## GOAL
Copy the entries below verbatim, line for line, without changing anything.

[Entries from a dataset]
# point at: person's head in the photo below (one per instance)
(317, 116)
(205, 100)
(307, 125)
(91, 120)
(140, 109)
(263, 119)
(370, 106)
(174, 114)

## FINAL RESULT
# point at: person's head in the photo below (one per instance)
(317, 116)
(205, 100)
(307, 125)
(91, 120)
(140, 109)
(263, 119)
(370, 106)
(174, 114)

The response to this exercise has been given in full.